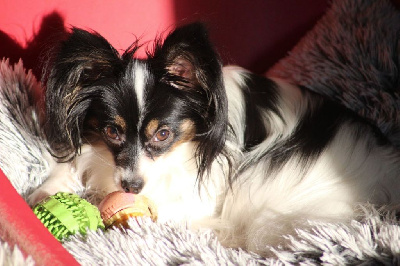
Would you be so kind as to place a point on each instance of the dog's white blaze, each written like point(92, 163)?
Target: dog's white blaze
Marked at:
point(140, 81)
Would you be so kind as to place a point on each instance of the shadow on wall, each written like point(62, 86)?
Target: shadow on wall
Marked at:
point(256, 35)
point(51, 31)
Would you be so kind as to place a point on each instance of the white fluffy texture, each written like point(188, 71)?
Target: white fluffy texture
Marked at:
point(171, 184)
point(259, 211)
point(20, 127)
point(89, 174)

:: Instruction ::
Rewrite every line of the rows above, omitting the pictures, and add 23 to both coordinates of each marked point.

:: Exercise solution ::
Would you be so kind as to place a point on each instance of the dog's white blaze, each written like point(92, 163)?
Target: dog's white blaze
Marked at:
point(163, 104)
Would you be so kind as to place a point on each instance of the shadow on wall, each written like point(62, 86)?
Target: shadow on wall
Marked at:
point(279, 58)
point(74, 54)
Would you be so kind as to place a point on each instance of the white fluffy texture, each written like point(188, 71)?
Target: white fluffy texture
Marked at:
point(194, 207)
point(282, 234)
point(43, 150)
point(112, 197)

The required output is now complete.